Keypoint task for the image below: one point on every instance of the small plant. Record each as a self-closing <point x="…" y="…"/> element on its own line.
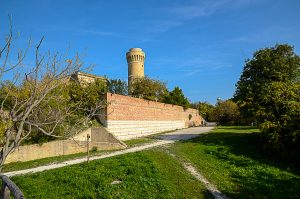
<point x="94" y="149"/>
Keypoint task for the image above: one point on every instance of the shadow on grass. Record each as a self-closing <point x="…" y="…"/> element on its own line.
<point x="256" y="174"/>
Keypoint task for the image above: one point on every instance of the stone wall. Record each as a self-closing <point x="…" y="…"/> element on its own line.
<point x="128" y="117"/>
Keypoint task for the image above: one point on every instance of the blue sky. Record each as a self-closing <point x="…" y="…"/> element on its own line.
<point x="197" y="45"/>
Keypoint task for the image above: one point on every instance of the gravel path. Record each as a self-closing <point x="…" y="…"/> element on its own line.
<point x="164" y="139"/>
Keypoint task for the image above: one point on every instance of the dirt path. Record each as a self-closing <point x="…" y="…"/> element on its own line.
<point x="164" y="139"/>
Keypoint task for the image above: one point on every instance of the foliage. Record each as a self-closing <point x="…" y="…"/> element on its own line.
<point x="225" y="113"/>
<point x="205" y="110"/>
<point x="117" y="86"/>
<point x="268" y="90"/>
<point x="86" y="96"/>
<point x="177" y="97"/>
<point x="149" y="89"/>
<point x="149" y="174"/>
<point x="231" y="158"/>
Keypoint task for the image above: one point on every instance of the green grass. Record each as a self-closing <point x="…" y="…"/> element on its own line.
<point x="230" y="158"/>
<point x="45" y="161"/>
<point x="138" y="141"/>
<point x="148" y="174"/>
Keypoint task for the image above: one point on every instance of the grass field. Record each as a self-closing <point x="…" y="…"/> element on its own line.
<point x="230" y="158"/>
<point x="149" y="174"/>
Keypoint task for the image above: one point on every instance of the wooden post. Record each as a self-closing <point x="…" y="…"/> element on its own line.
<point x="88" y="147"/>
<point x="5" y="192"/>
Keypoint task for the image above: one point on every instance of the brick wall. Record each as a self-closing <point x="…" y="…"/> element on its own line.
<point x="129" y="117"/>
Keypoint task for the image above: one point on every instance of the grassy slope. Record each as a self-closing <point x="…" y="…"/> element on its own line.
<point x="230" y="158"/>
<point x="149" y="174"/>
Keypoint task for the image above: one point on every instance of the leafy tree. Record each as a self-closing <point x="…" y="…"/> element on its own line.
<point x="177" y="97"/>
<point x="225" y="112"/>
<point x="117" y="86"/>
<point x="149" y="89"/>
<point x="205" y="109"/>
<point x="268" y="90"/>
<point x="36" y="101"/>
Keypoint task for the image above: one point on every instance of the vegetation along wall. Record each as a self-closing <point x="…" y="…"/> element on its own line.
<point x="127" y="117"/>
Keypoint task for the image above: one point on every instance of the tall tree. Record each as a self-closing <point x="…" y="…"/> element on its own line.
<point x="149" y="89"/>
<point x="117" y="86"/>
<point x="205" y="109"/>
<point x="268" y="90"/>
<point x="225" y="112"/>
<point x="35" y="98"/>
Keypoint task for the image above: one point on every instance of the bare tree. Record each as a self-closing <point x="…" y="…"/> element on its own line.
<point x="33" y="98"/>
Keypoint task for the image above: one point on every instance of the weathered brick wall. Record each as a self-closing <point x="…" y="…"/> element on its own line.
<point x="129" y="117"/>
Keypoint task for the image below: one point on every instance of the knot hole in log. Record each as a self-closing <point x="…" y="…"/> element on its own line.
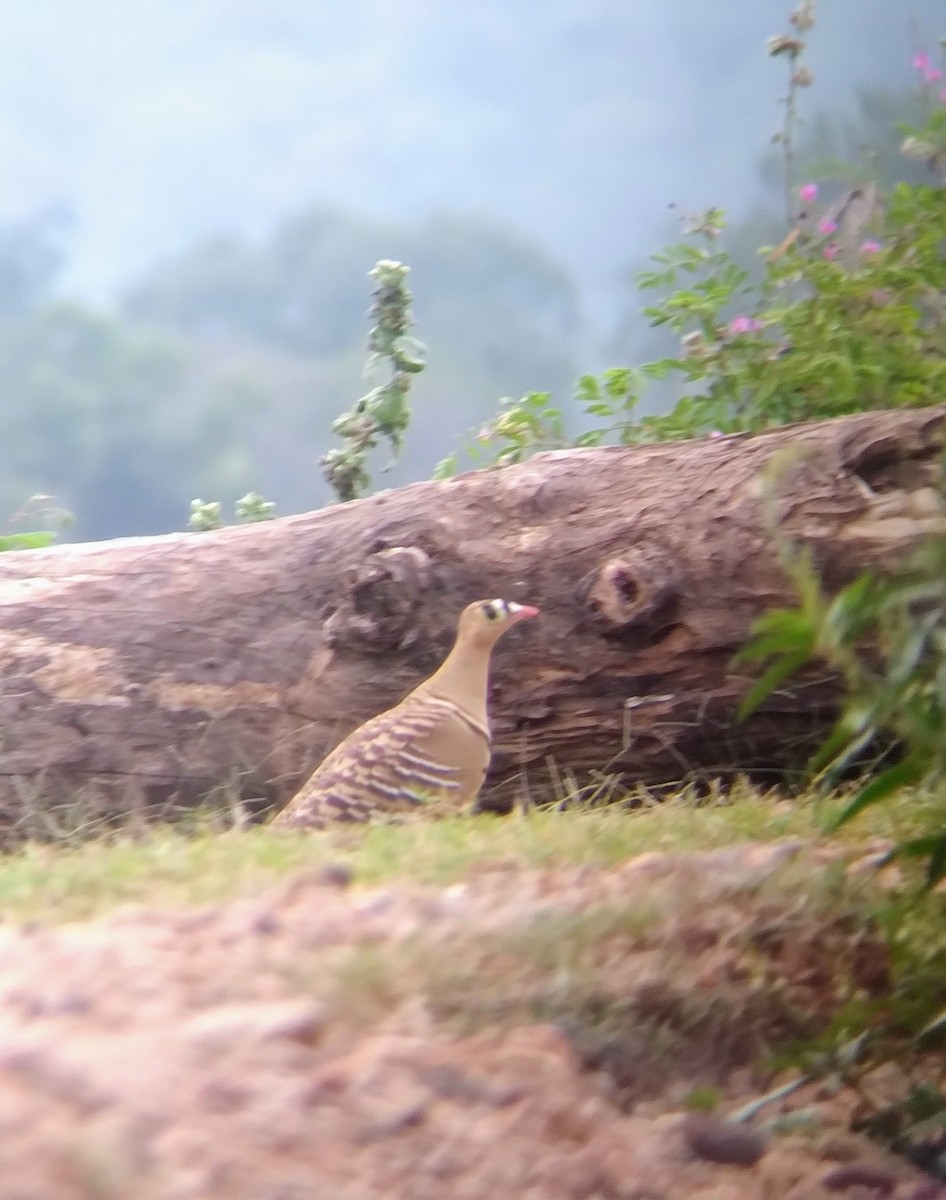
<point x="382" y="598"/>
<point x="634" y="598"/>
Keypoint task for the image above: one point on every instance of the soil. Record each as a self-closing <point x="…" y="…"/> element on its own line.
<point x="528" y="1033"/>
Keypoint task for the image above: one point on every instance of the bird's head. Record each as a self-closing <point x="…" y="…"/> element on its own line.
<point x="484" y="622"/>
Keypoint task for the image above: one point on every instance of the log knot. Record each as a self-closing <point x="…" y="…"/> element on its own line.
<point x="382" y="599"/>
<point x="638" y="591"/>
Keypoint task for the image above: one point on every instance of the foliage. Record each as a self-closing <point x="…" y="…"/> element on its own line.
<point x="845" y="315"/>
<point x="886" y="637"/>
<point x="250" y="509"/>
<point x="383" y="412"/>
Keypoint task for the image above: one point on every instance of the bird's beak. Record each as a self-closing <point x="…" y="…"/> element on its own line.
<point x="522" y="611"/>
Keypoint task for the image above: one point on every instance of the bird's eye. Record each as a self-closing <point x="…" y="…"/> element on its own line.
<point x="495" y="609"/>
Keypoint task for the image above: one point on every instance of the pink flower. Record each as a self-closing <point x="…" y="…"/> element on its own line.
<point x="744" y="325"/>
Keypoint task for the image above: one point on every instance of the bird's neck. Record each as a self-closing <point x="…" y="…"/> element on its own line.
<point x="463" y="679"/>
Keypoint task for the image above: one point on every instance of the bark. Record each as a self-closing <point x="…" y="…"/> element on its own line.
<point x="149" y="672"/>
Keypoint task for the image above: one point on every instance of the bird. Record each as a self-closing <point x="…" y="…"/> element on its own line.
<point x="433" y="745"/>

The task. For this exercise, please reproduce the records above exactly and drop the images.

Task response.
Keypoint task for the image below: one point on every instance of the small plant. Record each as a self-closing <point x="…" y="…"/> element on its own line.
<point x="94" y="149"/>
Keypoint task for the image above: one point on every instance of the shadow on grass. Record each as a self-closing <point x="…" y="…"/> element on its own line.
<point x="256" y="174"/>
Keypoint task for the image above: one point on every instance of the stone wall. Record each as a self-closing <point x="…" y="…"/> element on its own line.
<point x="128" y="117"/>
Keypoint task for the image above: one point on every instance of the blue sky. Record each as a self-closing <point x="…" y="…"/> element on its own line.
<point x="197" y="45"/>
Keypoint task for the image above: one point on every instance of the gravel path. Record each as a self-closing <point x="…" y="…"/> element on its own line.
<point x="164" y="139"/>
Keypoint task for the image above: one point on every instance of the dirt path. Record each as a self-closing <point x="…" y="…"/> element on its own line.
<point x="164" y="139"/>
Keypoint task for the image above: one point on every instance of the foliage. Record each as a self-closing <point x="…" y="…"/> element on its own line.
<point x="225" y="113"/>
<point x="205" y="110"/>
<point x="117" y="86"/>
<point x="268" y="90"/>
<point x="86" y="96"/>
<point x="177" y="97"/>
<point x="149" y="89"/>
<point x="149" y="174"/>
<point x="231" y="158"/>
Keypoint task for the image above: one point on every instance of the green grass. Record each as a self-closing <point x="…" y="…"/> element on its own line.
<point x="230" y="158"/>
<point x="45" y="161"/>
<point x="138" y="141"/>
<point x="148" y="174"/>
Keypoint task for the image above: one point on every instance of the grass field. Record each as a self-closing <point x="…" y="…"/> element on its own line.
<point x="230" y="158"/>
<point x="149" y="174"/>
Keypoint task for the image above: one point on every instance of the wooden post. Record each as a self-closing <point x="…" y="…"/> element on its own line.
<point x="88" y="147"/>
<point x="5" y="192"/>
Keypoint task for the image above: one point on every instance of the brick wall. Record each as a self-closing <point x="…" y="…"/> element on its own line.
<point x="129" y="117"/>
Keypoint task for the image above: one point on every instance of the grassy slope. Record each as a self-closing <point x="…" y="…"/> element on its own line.
<point x="230" y="158"/>
<point x="149" y="174"/>
Keypoint task for the image above: one point on every instance of the leafy tree. Record each as a self-closing <point x="…" y="…"/> element on its own line.
<point x="177" y="97"/>
<point x="225" y="112"/>
<point x="117" y="86"/>
<point x="149" y="89"/>
<point x="205" y="109"/>
<point x="268" y="90"/>
<point x="36" y="101"/>
Keypoint task for the image above: one point on every instance of the vegetation along wall. Record each as a self-closing <point x="…" y="…"/> element on its own line.
<point x="127" y="117"/>
Keypoint task for the image above: one point on every instance of the tall tree. Record each as a self-closing <point x="…" y="…"/> element on its own line.
<point x="149" y="89"/>
<point x="117" y="86"/>
<point x="205" y="109"/>
<point x="268" y="90"/>
<point x="225" y="112"/>
<point x="35" y="98"/>
Keypoint task for the image above: one point on every instance of the bare tree. Record each as a self-closing <point x="…" y="…"/> element on its own line.
<point x="33" y="98"/>
Keypoint task for the image above: one point on every instance of the weathered brick wall. Record each as a self-closing <point x="…" y="…"/> element on its own line.
<point x="129" y="117"/>
Keypoint task for the image below: one point on every instance of the knot hole in log. Record each as a self-closing <point x="…" y="…"/> element on its own line.
<point x="382" y="598"/>
<point x="634" y="598"/>
Keypoint task for the image above: one point on every instance of the soil. Record each as a self-closing <point x="…" y="…"/> element on its own line.
<point x="528" y="1033"/>
Keypoint task for the image above: one point on every instance of the bird's head. Record each as a self-closing <point x="…" y="…"/> element on its own line.
<point x="484" y="622"/>
Keypoint task for the image above: one point on every instance of the log knot. Record each as a self-closing <point x="…" y="…"/> element on its own line.
<point x="382" y="599"/>
<point x="638" y="591"/>
Keypoint task for the image above: one point on every instance of the foliage. Record each as a self-closing <point x="…" y="…"/> element on its own line.
<point x="845" y="315"/>
<point x="886" y="637"/>
<point x="250" y="509"/>
<point x="383" y="412"/>
Keypoint task for the image above: one point on every instance of the bird's beak. Record each as a self-closing <point x="…" y="…"/> element on its own line.
<point x="522" y="611"/>
Keypoint task for the image above: one point on every instance of the bird's eye. Record each as a self-closing <point x="…" y="…"/> element on its own line.
<point x="495" y="609"/>
Keypoint task for the image above: one point on every instance of the pink flower. Record each as a self-closing <point x="…" y="…"/> element on its own line.
<point x="744" y="325"/>
Keypoint task for the image above: one point on every instance of the bird's neck. Record each as a self-closing <point x="…" y="…"/> element on its own line.
<point x="463" y="679"/>
Keypoint task for the image above: one point on every instance of the bark. Record each as a self-closing <point x="…" y="…"/> element on its own line.
<point x="149" y="672"/>
Keypoint task for the image above: one point on every instance of the bird. Record each as a self-closing <point x="…" y="…"/> element on its own line.
<point x="433" y="745"/>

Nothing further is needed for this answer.